Document
-- BEGIN --
But in the ensuing years, proponents of arms control made tremendous strides in technology, organization, and norms, which totally transformed the nature of the nuclear-arms control problem. Two important examples of technological transformation illustrate the advances made in monitoring the nuclear genie: the expansion of seismic sensing capability, and the development of satellite reconnaissance. These new verification tools proved so successful that today we take for granted their accomplishments. But very little of the nuclear-arms control regime was inevitable: rather, proponents of arms control built the regime piece by piece.

Constructing that arms-control regime was a long and difficult process. Proponents of arms control in the 1940s faced a daunting verification problem: how to surveil the entire earth for signs of nuclear testing. Early arms-control proposals like the Baruch Plan relied on extensive and intrusive inspections by large international organizations to police nuclear activity. Inspectors would need the capability to go anywhere, at any time, for any reason. Others argued that even this sort of authority would be too limited, and instead insisted that only a world government could stem the nuclear-arms race. Even then, the prospects of policing the secret nuclear activities of countries as large as the United States and the Soviet Union remained daunting.

Meeting this challenge would require combining new technologies with new organizations and ideas. As scientists came to understand better the physical effects of nuclear weapons, improvements in sensor technologies provided the opportunity to detect nuclear testing, even at very long distances. American aircraft equipped with radiological sensors were able to detect the first Soviet nuclear test in 1949. But improved sensors only translated into arms-control successes when wedded to new ideas concerning how to structure arms-control agreements. As sensor technology improved, proponents of arms control came to realize that these sensors could be used to alert inspectors to suspicious activity, making the problem of wide-ranging nuclear inspections far more manageable, and potentially opening the way to a ban on nuclear explosions. At the 1958 Geneva Conference of Experts on the Prevention of Surprise Attack, American and Soviet scientists concluded that a network of seismic sensors would provide the most effective means of detecting nuclear explosions, cuing inspectors to suspicious activity. This network would combine the technical capability for wide-area monitoring with the reliability of in-person inspections. By tag-teaming sensors and inspectors , experts concluded that significantly greater verification results could be achieved.

At least initially, the sensor-inspector verification plan did not work . Some scientists in the United States worried that seismographs would not be sensitive enough to detect relatively small explosions, especially if they were concealed in solid rock or large caverns, while Soviet leaders remained resistant to the level of inspections that the United States demanded. As a result, the 1963 Partial Test Ban Treaty banned only nuclear explosions in the atmosphere, ocean, and outer space, which American leaders believed could be adequately verified employing atmospheric radiation sensors. For the time being, superpower nuclear testing continued underground. Although this treaty only limited testing, the basic concept of verifying a prohibition on nuclear explosions through a combination of seismic sensors and onsite inspections continued to develop throughout the later Cold War. Improved seismographic techniques , especially related to the development of digital computing, made it much easier to detect a nuclear explosion.
-- END --
Short problem 1
According to the arms-control passage, in what year did American aircraft equipped with radiological sensors detect the first Soviet nuclear test?
The listing bears no relation to the arms-control passage.

Recorded information
-- BEGIN --
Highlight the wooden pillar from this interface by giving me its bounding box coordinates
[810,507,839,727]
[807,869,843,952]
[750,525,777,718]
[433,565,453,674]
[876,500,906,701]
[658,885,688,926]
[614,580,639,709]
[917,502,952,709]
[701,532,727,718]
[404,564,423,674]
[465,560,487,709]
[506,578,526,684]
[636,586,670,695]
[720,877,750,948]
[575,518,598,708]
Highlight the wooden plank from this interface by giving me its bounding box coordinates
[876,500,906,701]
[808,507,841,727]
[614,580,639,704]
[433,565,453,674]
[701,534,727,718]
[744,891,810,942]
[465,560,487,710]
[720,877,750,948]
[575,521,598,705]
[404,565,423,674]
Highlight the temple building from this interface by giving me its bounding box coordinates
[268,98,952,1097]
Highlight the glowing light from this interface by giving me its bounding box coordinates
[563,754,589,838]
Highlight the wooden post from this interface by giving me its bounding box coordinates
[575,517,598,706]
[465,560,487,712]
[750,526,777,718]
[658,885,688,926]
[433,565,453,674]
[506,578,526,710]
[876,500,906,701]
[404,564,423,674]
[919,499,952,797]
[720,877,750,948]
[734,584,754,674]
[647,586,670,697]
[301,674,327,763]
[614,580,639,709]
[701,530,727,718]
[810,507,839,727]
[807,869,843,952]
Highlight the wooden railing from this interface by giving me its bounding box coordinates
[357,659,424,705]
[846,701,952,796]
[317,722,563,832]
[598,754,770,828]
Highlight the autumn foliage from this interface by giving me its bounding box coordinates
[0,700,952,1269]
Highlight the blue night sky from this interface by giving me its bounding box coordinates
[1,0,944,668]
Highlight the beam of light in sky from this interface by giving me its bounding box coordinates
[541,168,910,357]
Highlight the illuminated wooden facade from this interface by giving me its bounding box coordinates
-- END --
Short problem 2
Reproduce the part of the listing that opens with the line containing "Highlight the wooden railing" and closes with the end of the listing, swapping "autumn foliage" for "fall foliage" and leaving everything else unchanged.

Complete output 1
1949

Complete output 2
Highlight the wooden railing from this interface by giving me its bounding box coordinates
[357,659,424,705]
[846,701,952,796]
[317,722,563,832]
[598,754,770,828]
Highlight the fall foliage from this interface by giving me its bounding box coordinates
[0,700,952,1269]
Highlight the blue night sky from this interface by giving me its bounding box coordinates
[1,0,944,668]
Highlight the beam of light in sky from this interface by giving me its bounding box coordinates
[541,168,910,357]
Highlight the illuminated wooden facade from this interface by giving me its bounding box coordinates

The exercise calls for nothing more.